**Your objective**
Please edit the rows from the line with "TARGET = black t-shirt" through the end of the rows, changing "pixel coordinates" to "image coordinates" and leaving everything else as is. Return only those rows.

**Records to use**
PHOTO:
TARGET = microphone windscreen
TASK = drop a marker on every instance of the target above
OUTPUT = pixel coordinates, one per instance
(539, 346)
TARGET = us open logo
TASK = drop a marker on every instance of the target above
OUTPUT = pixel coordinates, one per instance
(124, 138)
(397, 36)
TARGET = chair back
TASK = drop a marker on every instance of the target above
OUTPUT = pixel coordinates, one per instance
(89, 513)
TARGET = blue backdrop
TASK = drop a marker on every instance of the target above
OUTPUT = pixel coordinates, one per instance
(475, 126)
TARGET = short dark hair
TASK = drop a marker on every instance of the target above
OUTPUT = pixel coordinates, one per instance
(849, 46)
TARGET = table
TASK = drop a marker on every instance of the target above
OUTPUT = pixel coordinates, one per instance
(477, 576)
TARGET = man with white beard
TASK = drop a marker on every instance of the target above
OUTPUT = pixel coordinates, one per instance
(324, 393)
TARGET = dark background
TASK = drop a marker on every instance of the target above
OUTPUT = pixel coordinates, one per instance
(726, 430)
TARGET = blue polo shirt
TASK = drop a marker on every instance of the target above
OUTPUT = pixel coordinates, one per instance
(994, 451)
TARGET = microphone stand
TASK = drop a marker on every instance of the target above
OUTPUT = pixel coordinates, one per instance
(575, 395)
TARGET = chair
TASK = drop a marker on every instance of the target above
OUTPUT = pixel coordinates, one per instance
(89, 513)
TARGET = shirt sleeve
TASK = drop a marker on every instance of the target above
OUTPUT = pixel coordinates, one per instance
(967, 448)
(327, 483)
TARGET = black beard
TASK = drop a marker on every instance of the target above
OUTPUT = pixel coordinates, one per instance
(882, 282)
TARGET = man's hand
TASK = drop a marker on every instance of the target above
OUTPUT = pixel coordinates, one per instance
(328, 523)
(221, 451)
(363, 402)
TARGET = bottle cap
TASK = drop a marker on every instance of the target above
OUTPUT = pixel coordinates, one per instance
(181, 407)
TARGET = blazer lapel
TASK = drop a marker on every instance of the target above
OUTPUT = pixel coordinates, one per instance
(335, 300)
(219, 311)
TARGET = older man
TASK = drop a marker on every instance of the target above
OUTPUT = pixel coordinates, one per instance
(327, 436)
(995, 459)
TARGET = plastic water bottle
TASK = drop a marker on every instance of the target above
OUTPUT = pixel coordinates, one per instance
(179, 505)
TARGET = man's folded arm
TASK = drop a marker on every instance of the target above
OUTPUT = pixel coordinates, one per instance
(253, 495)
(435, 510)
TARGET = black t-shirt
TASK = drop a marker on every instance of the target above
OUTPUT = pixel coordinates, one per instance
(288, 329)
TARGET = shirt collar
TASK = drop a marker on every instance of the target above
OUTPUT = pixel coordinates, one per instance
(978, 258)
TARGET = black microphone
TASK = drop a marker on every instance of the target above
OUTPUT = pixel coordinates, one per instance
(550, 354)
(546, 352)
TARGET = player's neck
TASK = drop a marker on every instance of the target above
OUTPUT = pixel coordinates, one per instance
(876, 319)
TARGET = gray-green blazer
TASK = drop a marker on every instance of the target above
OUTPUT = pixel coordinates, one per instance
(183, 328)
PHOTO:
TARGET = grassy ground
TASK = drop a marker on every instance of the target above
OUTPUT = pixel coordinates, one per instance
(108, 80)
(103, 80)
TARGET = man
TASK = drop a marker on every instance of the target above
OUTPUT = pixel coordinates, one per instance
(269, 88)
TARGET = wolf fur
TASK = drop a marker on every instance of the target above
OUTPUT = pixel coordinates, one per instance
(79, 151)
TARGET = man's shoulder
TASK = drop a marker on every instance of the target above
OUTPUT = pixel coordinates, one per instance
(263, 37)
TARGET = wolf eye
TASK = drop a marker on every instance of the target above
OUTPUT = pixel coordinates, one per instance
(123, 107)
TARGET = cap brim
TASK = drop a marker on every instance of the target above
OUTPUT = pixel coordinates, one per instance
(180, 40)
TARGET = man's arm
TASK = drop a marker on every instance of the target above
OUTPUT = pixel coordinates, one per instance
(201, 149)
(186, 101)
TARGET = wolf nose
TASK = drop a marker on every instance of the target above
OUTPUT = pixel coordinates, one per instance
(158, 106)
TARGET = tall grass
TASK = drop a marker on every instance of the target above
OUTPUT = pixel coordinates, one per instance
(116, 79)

**Task output**
TARGET = black t-shirt
TASK = drop a marker on every instance of the target above
OUTPUT = image coordinates, one per instance
(288, 329)
TARGET = shirt collar
TASK = drop a marker on every instance of the target above
OUTPUT = image coordinates, one per instance
(978, 258)
TARGET = black microphone
TASK = drop a marker on every instance of the target above
OUTPUT = image coordinates, one per instance
(550, 354)
(546, 352)
TARGET = player's neck
TASK = drop a marker on every instance of the target above
OUTPUT = image coordinates, one per instance
(876, 319)
TARGET = gray-green blazer
TASK = drop a marker on every instance of the target above
OUTPUT = image coordinates, one per instance
(183, 328)
PHOTO:
TARGET = grassy ground
TASK = drop a marker on every instance of the target above
OUTPUT = image coordinates, one per instance
(108, 80)
(103, 80)
TARGET = man
TASK = drop a marker on every instance of the target above
OUTPUT = image coordinates, one per instance
(269, 88)
TARGET = wolf fur
TASK = drop a marker on every instance of the target above
OUTPUT = image coordinates, one per instance
(79, 151)
TARGET = man's shoulder
TASK = drop a marker on every instance of the target above
OUTPUT = image coordinates, one per instance
(263, 37)
TARGET = wolf eye
TASK = drop a marker on every instance of the target above
OUTPUT = image coordinates, one per instance
(123, 107)
TARGET = cap brim
TASK = drop a marker on every instance of the target above
OUTPUT = image coordinates, one per instance
(180, 40)
TARGET = man's arm
TASK = drop a marker on every instance of the target above
OUTPUT = image coordinates, one per instance
(201, 149)
(186, 101)
TARGET = wolf nose
TASK = drop a marker on every instance of the target above
OUTPUT = image coordinates, one per instance
(158, 106)
TARGET = tall grass
TASK = drop a marker on every instance of the target above
OUTPUT = image coordinates, one per instance
(116, 79)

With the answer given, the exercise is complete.